- Questions -
1 > In the article on ovarian cancer symptoms below, rewrite the paragraph beginning "This week Pete Sampras shared some sad news" more briefly, keeping its main facts.
2 > Reproduce word for word the part of the article on ovarian cancer symptoms below, from "The second symptom" to "cancer, explains the CDC.".
3 > Write the next part of the article on ovarian cancer symptoms below, picking up after its last sentence.

- Reading passage -
Signs You May Have Cancer Like Pete Sampras' Wife
Here is what you should look out for.
This week Pete Sampras shared some sad news that his wife, actress Bridgette Wilson-Sampras, has ovarian cancer. "As most have come to know, I am a pretty quiet and private person. However, this past year has been an exceptionally challenging time for my family, and I have decided to share what's been going on," the statement posted by the ATP Tour on X reads. "Last December, my wife, Bridgette, was diagnosed with ovarian cancer. Since then, she has had major surgery, pushed through chemotherapy and continues with targeted maintenance therapy." What is ovarian cancer and what are the signs and symptoms that come along with it? Here is what you need to know about it.
Ovarian cancer is a group of diseases that originates in the ovaries, or in the related areas of the fallopian tubes and the peritoneum, explains the CDC.
The CDC lists the signs and symptoms of ovarian cancer on their website. The first is vaginal bleeding (particularly if you are past menopause) or discharge from your vagina that is not normal for you.
The second symptom to look out for? Pain or pressure in the pelvic area, says the CDC.
Abdominal or back pain can also be a symptom of ovarian cancer, explains the CDC.
While bloating is very common, especially right before your period or after eating certain foods, it can also be a symptom of ovarian cancer.
Have your eating habits changed? Feeling full too quickly or having difficulty eating can be signs of ovarian cancer.

- Material shown -
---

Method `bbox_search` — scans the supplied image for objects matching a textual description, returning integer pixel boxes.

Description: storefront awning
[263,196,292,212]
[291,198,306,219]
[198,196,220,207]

- Written answers -
1 > This week, in a statement posted by the ATP Tour on X, Pete Sampras said that his wife, actress Bridgette Wilson-Sampras, was diagnosed with ovarian cancer last December. He described himself as quiet and private but said the past year had been exceptionally challenging for his family. Since the diagnosis, she has had major surgery and chemotherapy, and she continues with targeted maintenance therapy. The paragraph then introduces what ovarian cancer is and what its signs and symptoms are.

2 >
The second symptom to look out for? Pain or pressure in the pelvic area, says the CDC.
Abdominal or back pain can also be a symptom of ovarian cancer, explains the CDC.

3 >
Something else to look out for? "A change in your bathroom habits, such as more frequent or urgent need to urinate and/or constipation," says the CDC.
"Pay attention to your body, and know what is normal for you," explains the CDC. If you have unusual vaginal bleeding, see a doctor right away. "If you have any of the other signs for two weeks or longer and they are not normal for you, see a doctor. They may be caused by something other than cancer, but the only way to know is to see a doctor," they add.
Some mutations (changes in genes) can raise your risk for ovarian cancer. Mutations in the breast cancer susceptibility genes 1 and 2 (BRCA1 and BRCA2), and those associated with Lynch syndrome, are the most common mutations that raise ovarian cancer risk.
Ovarian cancers come in a few different tumor types and subtypes. The most common tumor type is adenocarcinoma, and the most common subtype is serous adenocarcinoma. "Most serous adenocarcinomas are high-grade (aggressively growing) tumors," the CDC explains.